Retype every one of the records below word for word, without the pictures.
--- begin RECORDS SHOWN ---
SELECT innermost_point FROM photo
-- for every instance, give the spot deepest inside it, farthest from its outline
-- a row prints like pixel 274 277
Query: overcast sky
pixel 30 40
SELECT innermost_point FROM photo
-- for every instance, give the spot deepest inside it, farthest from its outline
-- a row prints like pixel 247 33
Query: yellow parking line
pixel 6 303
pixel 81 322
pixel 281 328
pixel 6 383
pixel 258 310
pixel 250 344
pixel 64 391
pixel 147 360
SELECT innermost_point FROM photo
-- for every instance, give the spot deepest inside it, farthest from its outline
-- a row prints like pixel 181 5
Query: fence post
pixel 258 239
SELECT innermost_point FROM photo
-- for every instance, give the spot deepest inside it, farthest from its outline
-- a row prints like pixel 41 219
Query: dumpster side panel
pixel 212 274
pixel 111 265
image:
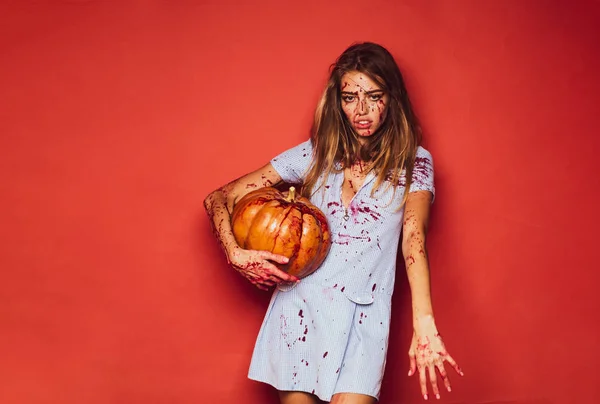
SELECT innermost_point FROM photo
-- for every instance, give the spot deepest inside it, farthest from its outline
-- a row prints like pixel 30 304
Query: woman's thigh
pixel 297 397
pixel 352 398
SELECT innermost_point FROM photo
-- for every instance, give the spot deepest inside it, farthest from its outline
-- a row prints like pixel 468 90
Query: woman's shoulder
pixel 423 152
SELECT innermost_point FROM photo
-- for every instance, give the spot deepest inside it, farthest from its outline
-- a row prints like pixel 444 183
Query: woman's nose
pixel 362 107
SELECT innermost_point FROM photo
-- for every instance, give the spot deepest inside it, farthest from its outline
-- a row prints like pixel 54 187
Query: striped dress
pixel 329 333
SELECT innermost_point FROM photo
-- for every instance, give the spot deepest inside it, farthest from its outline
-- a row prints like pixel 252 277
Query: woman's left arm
pixel 427 351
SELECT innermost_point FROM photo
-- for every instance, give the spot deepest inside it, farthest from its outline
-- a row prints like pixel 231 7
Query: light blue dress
pixel 329 333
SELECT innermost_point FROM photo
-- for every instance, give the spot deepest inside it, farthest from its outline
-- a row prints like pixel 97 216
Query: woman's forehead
pixel 358 81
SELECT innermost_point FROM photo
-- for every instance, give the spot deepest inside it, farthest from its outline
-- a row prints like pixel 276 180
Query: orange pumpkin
pixel 285 224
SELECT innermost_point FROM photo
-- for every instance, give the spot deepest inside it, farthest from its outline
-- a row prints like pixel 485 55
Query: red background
pixel 118 118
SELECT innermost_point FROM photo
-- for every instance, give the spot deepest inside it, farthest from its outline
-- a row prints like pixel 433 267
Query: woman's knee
pixel 352 398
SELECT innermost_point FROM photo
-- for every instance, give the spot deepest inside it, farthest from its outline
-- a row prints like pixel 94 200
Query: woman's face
pixel 364 103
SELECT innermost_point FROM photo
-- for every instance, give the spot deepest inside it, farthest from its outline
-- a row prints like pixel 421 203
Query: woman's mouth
pixel 363 124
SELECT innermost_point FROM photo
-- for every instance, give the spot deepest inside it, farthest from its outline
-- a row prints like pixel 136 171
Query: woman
pixel 326 337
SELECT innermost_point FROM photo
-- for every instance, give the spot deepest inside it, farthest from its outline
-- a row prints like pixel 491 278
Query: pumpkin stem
pixel 291 195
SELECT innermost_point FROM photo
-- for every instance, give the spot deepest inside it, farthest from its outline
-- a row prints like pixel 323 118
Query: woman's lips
pixel 362 124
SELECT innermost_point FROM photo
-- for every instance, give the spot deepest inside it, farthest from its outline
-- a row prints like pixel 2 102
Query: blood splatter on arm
pixel 254 265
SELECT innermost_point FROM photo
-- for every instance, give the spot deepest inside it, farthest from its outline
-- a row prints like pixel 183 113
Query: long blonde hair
pixel 391 149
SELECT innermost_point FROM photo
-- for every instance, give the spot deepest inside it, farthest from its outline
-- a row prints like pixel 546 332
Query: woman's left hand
pixel 427 352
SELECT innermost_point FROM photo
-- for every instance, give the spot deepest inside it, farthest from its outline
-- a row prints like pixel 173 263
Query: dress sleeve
pixel 293 164
pixel 423 172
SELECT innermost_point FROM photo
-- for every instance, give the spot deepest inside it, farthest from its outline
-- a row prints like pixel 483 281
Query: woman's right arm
pixel 254 265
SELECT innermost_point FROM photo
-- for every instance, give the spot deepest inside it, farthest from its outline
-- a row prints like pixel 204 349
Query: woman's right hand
pixel 256 266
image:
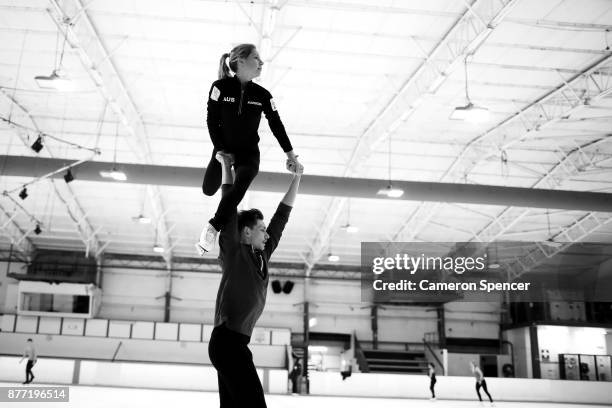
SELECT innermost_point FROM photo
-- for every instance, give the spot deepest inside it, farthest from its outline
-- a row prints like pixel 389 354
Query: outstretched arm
pixel 289 198
pixel 281 216
pixel 226 161
pixel 228 238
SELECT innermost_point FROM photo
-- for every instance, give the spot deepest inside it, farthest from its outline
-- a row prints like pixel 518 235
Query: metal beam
pixel 464 37
pixel 18 237
pixel 569 235
pixel 99 65
pixel 592 84
pixel 21 166
pixel 76 212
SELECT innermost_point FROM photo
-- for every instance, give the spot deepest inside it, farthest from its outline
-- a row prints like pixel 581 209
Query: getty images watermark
pixel 464 271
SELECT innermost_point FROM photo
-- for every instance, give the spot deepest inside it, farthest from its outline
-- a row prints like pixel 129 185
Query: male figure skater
pixel 30 353
pixel 245 247
pixel 432 380
pixel 480 382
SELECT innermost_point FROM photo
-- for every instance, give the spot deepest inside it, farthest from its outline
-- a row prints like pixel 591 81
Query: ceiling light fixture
pixel 389 191
pixel 141 219
pixel 351 229
pixel 55 82
pixel 114 174
pixel 332 258
pixel 37 146
pixel 550 240
pixel 68 177
pixel 470 112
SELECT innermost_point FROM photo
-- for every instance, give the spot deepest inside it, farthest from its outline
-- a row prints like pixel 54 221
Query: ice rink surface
pixel 106 397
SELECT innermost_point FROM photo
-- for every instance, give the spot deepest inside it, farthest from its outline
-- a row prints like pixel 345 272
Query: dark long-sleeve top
pixel 234 112
pixel 242 292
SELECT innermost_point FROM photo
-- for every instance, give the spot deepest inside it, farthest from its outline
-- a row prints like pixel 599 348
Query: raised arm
pixel 228 237
pixel 289 198
pixel 276 125
pixel 213 116
pixel 281 216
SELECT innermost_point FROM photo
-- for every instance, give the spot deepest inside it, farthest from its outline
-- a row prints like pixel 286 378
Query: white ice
pixel 105 397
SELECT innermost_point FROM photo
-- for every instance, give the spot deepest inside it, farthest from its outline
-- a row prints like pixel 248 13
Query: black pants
pixel 482 384
pixel 246 168
pixel 29 374
pixel 239 385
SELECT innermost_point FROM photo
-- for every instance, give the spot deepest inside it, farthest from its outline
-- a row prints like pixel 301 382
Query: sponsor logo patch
pixel 214 95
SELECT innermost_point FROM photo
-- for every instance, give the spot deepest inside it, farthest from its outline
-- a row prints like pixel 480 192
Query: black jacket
pixel 244 282
pixel 234 112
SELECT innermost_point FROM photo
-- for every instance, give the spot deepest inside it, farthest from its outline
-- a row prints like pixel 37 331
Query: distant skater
pixel 432 382
pixel 480 382
pixel 30 353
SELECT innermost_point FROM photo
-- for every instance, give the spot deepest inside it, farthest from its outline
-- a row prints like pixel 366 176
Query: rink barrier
pixel 195 377
pixel 129 329
pixel 132 350
pixel 191 377
pixel 460 388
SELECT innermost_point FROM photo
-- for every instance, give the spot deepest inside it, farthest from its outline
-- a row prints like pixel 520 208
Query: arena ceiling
pixel 366 89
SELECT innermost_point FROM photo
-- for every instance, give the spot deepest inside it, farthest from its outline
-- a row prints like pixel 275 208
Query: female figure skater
--- end RECORDS SHOWN ---
• [TASK SOLUTION]:
SELECT innermost_point FROM photo
-- for every instance, give the spot deepest inside it, farthest from its outline
-- a row prints like pixel 274 277
Query: overcast sky
pixel 30 40
SELECT innermost_point FROM photo
-- for every instance, give the spot deepest inside it, farthest from its outline
-- a row prints like pixel 247 33
Query: yellow parking line
pixel 6 303
pixel 81 322
pixel 281 328
pixel 6 383
pixel 258 310
pixel 250 344
pixel 64 391
pixel 147 360
SELECT innermost_point FROM photo
-- for every instance, give the spot deepest inside it, farthest from its outline
-- a row prints like pixel 181 5
Query: fence post
pixel 258 239
SELECT innermost_point FROM photo
-- for every instance, give the spot deepest inside it, farthest from its outline
-- a row prints like pixel 41 219
Query: dumpster side panel
pixel 212 274
pixel 111 265
image:
SELECT innermost_point FROM photo
-- for every instance, give the spot deepest inside it, farthest from its outline
-- a row prints like pixel 30 304
Query: woman's thigh
pixel 297 397
pixel 352 398
SELECT innermost_point FROM photo
-- for every instance, give the spot deepest inside it, farthest from its outline
-- a row prints like pixel 468 90
Query: woman's shoulder
pixel 423 152
SELECT innermost_point FROM photo
-- for every instance, give the spot deepest inside it, farthest from its outline
-- a row prints like pixel 444 183
Query: woman's nose
pixel 362 107
SELECT innermost_point FROM photo
-- for every instance, give the spot deepest inside it, farthest from its outline
-- a row prints like pixel 54 187
Query: striped dress
pixel 329 333
SELECT innermost_point FROM photo
-- for every instance, give the spot deepest inside it, farthest from its outline
-- a row prints like pixel 252 277
Query: woman's left arm
pixel 427 351
SELECT innermost_point FROM photo
-- for every instance, give the spot deepest inside it, farthest from its outline
-- a row prints like pixel 231 7
Query: light blue dress
pixel 329 333
SELECT innermost_point FROM photo
-- for every instance, give the spot deepest inside it, farthest from its outline
-- a row prints like pixel 97 216
Query: woman's forehead
pixel 358 81
SELECT innermost_point FROM photo
-- for every instance, give the spot deepest inside it, farthest from its outline
-- a row prints like pixel 276 180
Query: orange pumpkin
pixel 285 224
SELECT innermost_point FROM photo
-- for every instance, give the spot deepest inside it, farthest from its outline
-- a row prints like pixel 485 55
Query: red background
pixel 118 118
SELECT innermost_point FROM photo
-- for every instance, give the spot deepest inside it, farthest from its outline
-- a row prints like pixel 433 267
Query: woman's knee
pixel 352 398
SELECT innermost_point FROM photo
-- for every instance, give the spot deepest inside it, farthest from its outline
-- a row prints like pixel 94 200
Query: woman's face
pixel 364 103
SELECT innermost_point FROM photo
-- for every instance, give the spot deepest inside it, farthest from its outline
-- a row prints like pixel 421 203
Query: woman's mouth
pixel 363 124
SELECT innermost_point FROM photo
-- for every instance, give the spot deepest inside it, farthest from its outline
-- a row prints like pixel 136 171
Query: woman
pixel 326 337
SELECT innermost_point FROM photo
-- for every instance, give the spot deepest inside it, farthest from its outline
-- a row prints like pixel 491 278
Query: pumpkin stem
pixel 291 195
SELECT innermost_point FROM photo
-- for every instance, give the spot deepest inside it, farthest from its outline
-- a row prints like pixel 323 118
Query: woman's lips
pixel 362 124
SELECT innermost_point FROM photo
-- for every instance, give the spot deepest inside it, farthest from its outline
-- a row prints like pixel 2 102
Query: blood splatter on arm
pixel 254 265
SELECT innermost_point FROM photo
-- for every instance, give the spot deepest inside it, farthest from its outline
-- a row prints like pixel 183 113
Query: long blonde hair
pixel 391 149
SELECT innermost_point FROM photo
-- for every instance, give the spot deepest inside it, farthest from its outline
-- a row prints like pixel 546 332
Query: woman's left hand
pixel 427 352
SELECT innermost_point FROM photo
-- for every instance, give the spot deepest inside it, farthest from its outline
-- a row prints like pixel 173 263
Query: dress sleeve
pixel 293 164
pixel 423 172
SELECT innermost_point FROM photo
-- for every instance, give the spot deepest inside it, farthest from its outline
-- a row prints like pixel 483 281
Query: woman's right arm
pixel 254 265
SELECT innermost_point FROM photo
-- for every instance, give the spot deepest inside it, farthest from its outline
-- a row prints like pixel 204 349
Query: woman's right hand
pixel 256 266
image:
SELECT innermost_point FROM photo
-- for every instance, give the spot deepest inside it, farthest from its outline
-- a row prints like pixel 389 354
Query: outstretched arm
pixel 289 198
pixel 281 216
pixel 226 161
pixel 228 238
SELECT innermost_point FROM photo
-- for every instance, give the spot deepest inside it, farthest from its outline
-- a row prints like pixel 518 235
Query: metal beam
pixel 464 37
pixel 18 237
pixel 569 235
pixel 99 65
pixel 592 84
pixel 21 166
pixel 76 212
SELECT innermost_point FROM photo
-- for every instance, give the spot deepest inside it, farthest from its outline
-- a row prints like pixel 581 209
Query: getty images watermark
pixel 464 271
SELECT innermost_point FROM photo
-- for every instance, give the spot deepest inside it, farthest from its outline
-- a row prints like pixel 129 185
Query: male figure skater
pixel 30 353
pixel 245 247
pixel 432 380
pixel 480 382
SELECT innermost_point FROM photo
-- for every instance, give the spot deepest inside it, farthest from its outline
-- a row prints like pixel 591 81
Query: ceiling light fixture
pixel 389 191
pixel 141 219
pixel 351 229
pixel 55 82
pixel 114 174
pixel 332 258
pixel 37 146
pixel 550 240
pixel 68 177
pixel 470 112
SELECT innermost_point FROM photo
-- for every instance, give the spot deepest inside it, farthest from its outline
-- a row prints like pixel 54 221
Query: ice rink surface
pixel 106 397
SELECT innermost_point FROM photo
-- for every instance, give the spot deepest inside it, farthest from its outline
-- a row prints like pixel 345 272
Query: dark long-sleeve top
pixel 234 112
pixel 242 292
SELECT innermost_point FROM photo
-- for every instance, give the spot deepest inside it, farthest from its outline
-- a row prints like pixel 599 348
Query: raised arm
pixel 228 237
pixel 289 198
pixel 276 125
pixel 213 116
pixel 281 216
SELECT innermost_point FROM photo
-- for every instance, give the spot deepest inside it, farthest from its outline
-- a row prints like pixel 286 378
Query: white ice
pixel 105 397
SELECT innermost_point FROM photo
-- for every instance, give the spot deepest inside it, farthest from its outline
-- a row prints like pixel 248 13
Query: black pants
pixel 482 384
pixel 246 168
pixel 29 374
pixel 239 385
SELECT innermost_point FROM photo
-- for every instance, give the spot deepest inside it, farthest from its outline
-- a row prints like pixel 301 382
Query: sponsor logo patch
pixel 214 95
SELECT innermost_point FROM photo
-- for every instance, give the spot deepest inside it, farthest from its outline
-- a row prints like pixel 480 192
Query: black jacket
pixel 244 282
pixel 234 112
SELECT innermost_point FROM photo
-- for every instance, give the spot deepest inside it, farthest from its outline
-- a row prints like pixel 37 331
Query: distant skater
pixel 432 382
pixel 480 382
pixel 30 353
SELECT innermost_point FROM photo
-- for every instance, give the spot deepest inside it, farthest from its outline
-- a row prints like pixel 366 176
Query: rink barrier
pixel 195 377
pixel 129 329
pixel 132 350
pixel 191 377
pixel 460 388
SELECT innermost_point FROM photo
-- for every instance, give the spot deepest inside it, farthest from its outline
-- a row prints like pixel 520 208
Query: arena ceiling
pixel 366 89
SELECT innermost_point FROM photo
-- for every instance, give the spot deepest inside it, farthest from its outline
-- a row prints like pixel 275 208
Query: female figure skater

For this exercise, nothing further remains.